DIRECTIVE => Print the entire listing. Each line must match the original exactly.

Named-object pointing records:
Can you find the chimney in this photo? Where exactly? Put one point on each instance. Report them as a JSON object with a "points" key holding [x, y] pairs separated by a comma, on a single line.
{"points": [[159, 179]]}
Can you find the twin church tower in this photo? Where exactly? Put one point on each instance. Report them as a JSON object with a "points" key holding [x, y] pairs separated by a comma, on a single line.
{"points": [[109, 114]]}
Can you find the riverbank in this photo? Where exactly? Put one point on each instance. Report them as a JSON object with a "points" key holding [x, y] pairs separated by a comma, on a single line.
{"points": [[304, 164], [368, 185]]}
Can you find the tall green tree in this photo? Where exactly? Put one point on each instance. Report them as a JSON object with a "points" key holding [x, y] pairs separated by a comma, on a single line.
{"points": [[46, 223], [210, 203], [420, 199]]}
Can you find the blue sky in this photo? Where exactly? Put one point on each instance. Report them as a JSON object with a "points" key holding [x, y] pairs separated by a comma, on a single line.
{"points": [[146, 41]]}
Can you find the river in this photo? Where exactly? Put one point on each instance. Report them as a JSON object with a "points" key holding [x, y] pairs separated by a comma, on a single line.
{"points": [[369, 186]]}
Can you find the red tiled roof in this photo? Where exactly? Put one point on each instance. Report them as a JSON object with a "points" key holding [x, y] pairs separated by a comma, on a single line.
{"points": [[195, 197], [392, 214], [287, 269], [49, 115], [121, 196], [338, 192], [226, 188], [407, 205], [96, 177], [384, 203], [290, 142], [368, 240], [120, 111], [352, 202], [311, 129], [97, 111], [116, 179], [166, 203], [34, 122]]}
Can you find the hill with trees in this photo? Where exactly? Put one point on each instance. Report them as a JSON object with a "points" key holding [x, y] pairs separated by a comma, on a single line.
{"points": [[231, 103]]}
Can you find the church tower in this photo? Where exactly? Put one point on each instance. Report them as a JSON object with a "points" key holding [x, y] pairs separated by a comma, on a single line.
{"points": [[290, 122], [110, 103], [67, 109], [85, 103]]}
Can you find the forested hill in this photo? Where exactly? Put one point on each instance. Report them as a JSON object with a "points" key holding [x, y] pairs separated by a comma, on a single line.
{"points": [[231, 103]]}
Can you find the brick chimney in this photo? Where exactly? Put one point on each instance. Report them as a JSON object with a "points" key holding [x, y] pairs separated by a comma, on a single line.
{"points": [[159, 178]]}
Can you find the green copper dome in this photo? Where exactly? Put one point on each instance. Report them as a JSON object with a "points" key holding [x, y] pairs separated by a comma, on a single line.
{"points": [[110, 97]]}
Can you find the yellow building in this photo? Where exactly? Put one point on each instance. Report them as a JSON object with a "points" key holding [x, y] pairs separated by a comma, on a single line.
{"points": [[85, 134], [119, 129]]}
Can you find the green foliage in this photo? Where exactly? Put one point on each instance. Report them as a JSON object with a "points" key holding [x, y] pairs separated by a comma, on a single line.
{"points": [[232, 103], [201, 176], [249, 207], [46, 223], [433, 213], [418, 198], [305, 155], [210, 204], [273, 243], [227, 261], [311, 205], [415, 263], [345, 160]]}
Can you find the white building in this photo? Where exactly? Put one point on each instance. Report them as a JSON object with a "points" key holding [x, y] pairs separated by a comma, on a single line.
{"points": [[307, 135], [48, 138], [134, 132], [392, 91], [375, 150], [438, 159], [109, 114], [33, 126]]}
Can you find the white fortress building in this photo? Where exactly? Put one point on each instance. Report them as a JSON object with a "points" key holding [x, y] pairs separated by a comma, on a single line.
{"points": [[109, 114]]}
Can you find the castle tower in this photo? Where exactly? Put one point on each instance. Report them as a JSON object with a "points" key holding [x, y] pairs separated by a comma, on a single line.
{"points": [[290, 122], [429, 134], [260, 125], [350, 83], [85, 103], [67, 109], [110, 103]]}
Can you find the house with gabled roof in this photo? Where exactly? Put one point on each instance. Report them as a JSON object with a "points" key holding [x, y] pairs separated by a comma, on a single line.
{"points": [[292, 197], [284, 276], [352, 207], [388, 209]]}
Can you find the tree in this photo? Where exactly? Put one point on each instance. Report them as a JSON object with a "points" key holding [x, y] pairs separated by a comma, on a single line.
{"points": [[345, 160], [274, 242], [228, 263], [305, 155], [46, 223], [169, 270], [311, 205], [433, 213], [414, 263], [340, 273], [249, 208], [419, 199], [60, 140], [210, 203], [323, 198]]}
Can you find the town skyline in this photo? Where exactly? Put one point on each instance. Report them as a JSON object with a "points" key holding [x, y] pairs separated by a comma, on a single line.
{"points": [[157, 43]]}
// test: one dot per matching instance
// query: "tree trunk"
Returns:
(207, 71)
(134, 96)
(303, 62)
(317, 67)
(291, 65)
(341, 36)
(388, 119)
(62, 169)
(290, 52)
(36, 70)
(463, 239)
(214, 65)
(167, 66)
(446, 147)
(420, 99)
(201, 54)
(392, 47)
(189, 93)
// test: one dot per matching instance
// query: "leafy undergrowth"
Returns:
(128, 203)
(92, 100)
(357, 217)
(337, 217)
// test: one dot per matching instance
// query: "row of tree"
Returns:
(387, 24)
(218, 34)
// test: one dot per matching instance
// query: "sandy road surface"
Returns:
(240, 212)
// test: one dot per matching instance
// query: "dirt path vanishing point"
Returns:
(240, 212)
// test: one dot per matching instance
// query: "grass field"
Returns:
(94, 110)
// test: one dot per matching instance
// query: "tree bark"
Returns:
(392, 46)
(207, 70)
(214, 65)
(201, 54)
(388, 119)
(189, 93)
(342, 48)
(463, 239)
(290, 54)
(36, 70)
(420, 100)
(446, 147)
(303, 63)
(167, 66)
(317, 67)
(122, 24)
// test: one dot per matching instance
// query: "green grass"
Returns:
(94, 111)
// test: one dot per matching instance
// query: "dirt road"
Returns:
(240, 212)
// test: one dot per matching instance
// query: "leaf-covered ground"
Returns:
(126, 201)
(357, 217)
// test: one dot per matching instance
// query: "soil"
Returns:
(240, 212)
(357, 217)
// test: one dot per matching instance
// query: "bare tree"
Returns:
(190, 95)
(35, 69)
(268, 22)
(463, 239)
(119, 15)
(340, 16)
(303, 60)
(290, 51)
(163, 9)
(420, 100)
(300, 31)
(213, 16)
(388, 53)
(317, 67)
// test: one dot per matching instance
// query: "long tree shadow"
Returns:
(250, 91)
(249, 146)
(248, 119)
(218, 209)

REPLY TO THE TASK =>
Can you find the chimney in this photo? Where exactly? Put one point on each instance. Report them as a JSON object with a "points" key holding [x, y] pairs separated by a comma, on a single line.
{"points": [[159, 179]]}
Can you find the twin church tower in this photo? Where exactly? Put one point on each instance. Report them as a JSON object with a "points" key holding [x, y] pairs separated by a comma, on a single line.
{"points": [[109, 114]]}
Can you find the riverbank in this photo? Where exactly? Put one point on each instance. Report them as a JSON object with a "points" key holding [x, y] pairs separated by a comma, on a single line.
{"points": [[304, 164], [368, 185]]}
Can you find the tall green tree in this photo? Where exactly? Put one point on each instance. Report them as a JSON object with a "points" key holding [x, y] pairs separated by a comma, on a single line.
{"points": [[46, 223], [210, 203], [420, 199]]}
Can you find the blue sky in this photo? Where exactly? Put one point on each instance. Report them as a JSON object with a "points" key holding [x, y] pairs separated by a comma, on a single line.
{"points": [[146, 41]]}
Can you find the river in this photo? Where exactly? Put one point on each instance. Report them as a JSON object with a "points" key holding [x, y] pairs separated by a comma, on a single line.
{"points": [[369, 186]]}
Can you find the red tiled roof in this photo? Where exactly? Put one point on each instance. Report them as a JSON object with a "points" key holding [x, y] pairs separated by a comma, on a single line.
{"points": [[195, 197], [392, 214], [287, 269], [49, 115], [121, 196], [338, 192], [226, 188], [407, 205], [96, 177], [384, 203], [290, 142], [368, 240], [120, 111], [352, 202], [311, 129], [97, 111], [116, 179], [166, 203], [34, 122]]}
Can you find the hill with trees in this photo? Where exactly? Put one point on each instance. Report them as a JSON object with a "points" key holding [x, y] pairs separated by a comma, on a single line.
{"points": [[231, 103]]}
Can you find the church tower in this photo? Where exactly? Put one point on each instance. Report them as a JSON object with a "points" key holding [x, y] pairs separated by a comma, on a single line.
{"points": [[290, 122], [110, 103], [67, 109], [85, 103]]}
Can you find the forested hill in this photo? Where exactly? Put one point on each instance. Report them as a JSON object with a "points" key holding [x, y] pairs separated by a comma, on a single line.
{"points": [[231, 103]]}
Can you find the brick chimney in this photo? Where exactly? Put one point on each instance. Report them as a JSON object with a "points" key holding [x, y] pairs separated by a comma, on a single line.
{"points": [[159, 178]]}
Can you find the green copper dome in this photo? Where exactly? Put one point on each instance. Report them as a JSON object with a "points" key holding [x, y] pairs separated by a comma, on a single line.
{"points": [[110, 97]]}
Can you find the yellow building in this photo? Where exactly? Put one point on each instance. Report them as a JSON object with a "points" key holding [x, y] pairs separated by a comma, on a single line.
{"points": [[85, 134], [119, 129]]}
Can you find the green foliage in this photo? Where exactly? Put one point on each instance. Report them as a JSON object with a "points" key holding [x, y] pairs separated by a comma, on a single line.
{"points": [[232, 103], [201, 176], [249, 207], [46, 223], [433, 213], [418, 198], [305, 155], [210, 204], [273, 243], [227, 261], [311, 205], [415, 263], [345, 160]]}
Can you find the white building in this photo? Where exactly? Put one point on each instance. Report them as a JSON object with a "points" key holding [x, y] pairs separated by a comma, on a single line.
{"points": [[307, 135], [48, 138], [134, 132], [392, 91], [375, 150], [438, 159], [109, 114], [33, 126]]}
Can you find the white fortress building in this photo? Where exactly? Put one point on each instance. Report them as a JSON object with a "points" key holding [x, y] pairs separated by a comma, on a single line.
{"points": [[109, 114]]}
Can you find the castle tower in this photo? Where exactly? Put one point on each instance. Report them as a JSON object with a "points" key holding [x, y] pairs separated by a comma, on a single line.
{"points": [[290, 122], [429, 134], [260, 125], [350, 83], [85, 103], [67, 109], [110, 103]]}
Can you find the house with gabled roof in this photo? Where exactly? Put one point on each instance. Report them as a JSON object with a "points" key holding [x, y] pairs separated by a comma, on a single line.
{"points": [[292, 197], [284, 276], [352, 207], [388, 209]]}
Can you find the tree in this photo? Where exactly? Put one point on each instance. Report them as a JSON object with a "points" key holding [x, y] pairs separated by a comma, on a single line.
{"points": [[345, 160], [274, 242], [228, 263], [305, 155], [46, 223], [169, 270], [311, 205], [433, 213], [414, 263], [340, 273], [249, 208], [419, 199], [60, 140], [210, 203], [323, 198]]}
Can you find the town skyline in this photo? Where exactly? Put one point on each instance. Report them as a JSON object with a "points" key holding [x, y] pairs separated by a comma, on a single line.
{"points": [[157, 43]]}
// test: one dot per matching instance
// query: "tree trunk"
Returns:
(207, 71)
(134, 96)
(303, 62)
(317, 67)
(291, 65)
(341, 36)
(388, 119)
(62, 169)
(290, 52)
(36, 70)
(463, 239)
(214, 65)
(167, 66)
(446, 147)
(420, 99)
(201, 54)
(392, 47)
(189, 93)
// test: one dot per matching instance
// query: "leafy undergrowth"
Returns:
(128, 203)
(92, 100)
(357, 217)
(337, 217)
// test: one dot per matching instance
// query: "row of tree"
Returns:
(387, 24)
(218, 34)
// test: one dot per matching instance
// query: "sandy road surface"
Returns:
(240, 212)
// test: one dot per matching instance
// query: "dirt path vanishing point"
Returns:
(240, 212)
// test: one dot per matching instance
// query: "grass field"
Returns:
(94, 110)
// test: one dot per matching instance
// query: "tree bark"
Returns:
(392, 46)
(207, 70)
(214, 65)
(201, 54)
(388, 119)
(189, 93)
(342, 48)
(463, 239)
(290, 54)
(36, 70)
(420, 100)
(446, 147)
(303, 63)
(167, 66)
(317, 67)
(122, 24)
// test: one dot per matching instance
// query: "green grass"
Returns:
(94, 111)
// test: one dot per matching instance
// query: "dirt road"
Returns:
(240, 212)
// test: one dot per matching instance
// query: "leaf-covered ground"
Returns:
(126, 201)
(357, 217)
// test: one dot per matching instance
// query: "soil"
Returns:
(240, 212)
(357, 217)
// test: one dot per matching instance
// query: "bare tree"
Returns:
(190, 95)
(35, 69)
(268, 22)
(463, 239)
(119, 15)
(340, 16)
(303, 60)
(290, 51)
(163, 9)
(420, 100)
(300, 31)
(213, 16)
(388, 53)
(317, 67)
// test: one dot per matching instance
// query: "long tree shadow"
Returns:
(250, 91)
(249, 146)
(248, 119)
(218, 209)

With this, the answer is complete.